Stated problem A ::
List every line of the records that contains the word "support", where case counts.

Quoted text ::
>> START
Time is not "lost", merely perhaps wasted. The efficiency of any algorithim will depend on many things such as:

  • Selection of the most appropriate algorithm for the problem in hand,
  • How well it has been coded,
  • What language it was coded in,
  • The efficiency of the compiler code generation and optimisation,
  • Selection of appropriate compiler options.

That is to say that your question is unanswerable. It is normally determined on a case-by-case basis using profiling of the code in question, but there is plenty that can be done before jumping to assembly code. A poorly chosen or implemented algorithm may run faster in assembly code, but it is still a poor choice and/or implementation and you may have got better results simply by getting that right.

2) whether writing inline assembly will really enhance execution speed

The first thing to consider is how good are you at writing assembly code, and how familiar are you with the instruction set of the specific target? Or perhaps how expensive is the expert you need to employ to achieve any real benefit.
>> END
Stated problem B ::
According to the passage on algorithm efficiency, how is the question of efficiency normally determined?

Input data ::
>> START
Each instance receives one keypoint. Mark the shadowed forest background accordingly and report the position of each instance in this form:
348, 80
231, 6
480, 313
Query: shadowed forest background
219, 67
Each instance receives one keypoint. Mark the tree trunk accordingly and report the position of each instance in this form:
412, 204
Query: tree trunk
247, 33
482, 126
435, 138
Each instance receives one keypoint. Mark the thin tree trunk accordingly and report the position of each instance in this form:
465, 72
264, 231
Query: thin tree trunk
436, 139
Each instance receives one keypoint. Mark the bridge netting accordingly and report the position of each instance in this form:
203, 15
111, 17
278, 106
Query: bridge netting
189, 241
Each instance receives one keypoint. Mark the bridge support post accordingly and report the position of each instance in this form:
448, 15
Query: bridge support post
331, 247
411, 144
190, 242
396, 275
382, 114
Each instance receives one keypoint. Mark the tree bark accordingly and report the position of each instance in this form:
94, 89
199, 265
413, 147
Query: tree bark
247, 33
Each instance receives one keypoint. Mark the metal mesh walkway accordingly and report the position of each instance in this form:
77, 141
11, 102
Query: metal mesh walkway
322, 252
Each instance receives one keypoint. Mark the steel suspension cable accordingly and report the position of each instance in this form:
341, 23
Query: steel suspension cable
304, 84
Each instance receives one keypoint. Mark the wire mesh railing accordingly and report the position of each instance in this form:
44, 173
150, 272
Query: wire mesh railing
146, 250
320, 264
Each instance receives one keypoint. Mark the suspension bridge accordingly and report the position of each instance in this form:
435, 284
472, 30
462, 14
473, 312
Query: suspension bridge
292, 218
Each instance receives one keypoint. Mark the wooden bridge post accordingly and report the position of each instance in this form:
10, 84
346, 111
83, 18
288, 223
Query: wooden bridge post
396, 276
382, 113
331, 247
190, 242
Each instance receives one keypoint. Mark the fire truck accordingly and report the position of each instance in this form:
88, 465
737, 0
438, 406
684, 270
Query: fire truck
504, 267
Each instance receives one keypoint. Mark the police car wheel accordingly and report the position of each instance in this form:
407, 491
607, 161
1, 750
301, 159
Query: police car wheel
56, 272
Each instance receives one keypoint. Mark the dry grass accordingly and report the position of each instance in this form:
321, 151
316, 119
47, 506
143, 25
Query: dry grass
>> END
Finished answer A ::
Each instance receives one keypoint. Mark the bridge support post accordingly and report the position of each instance in this form:
Query: bridge support post

Finished answer B ::
It is normally determined on a case-by-case basis, using profiling of the code in question.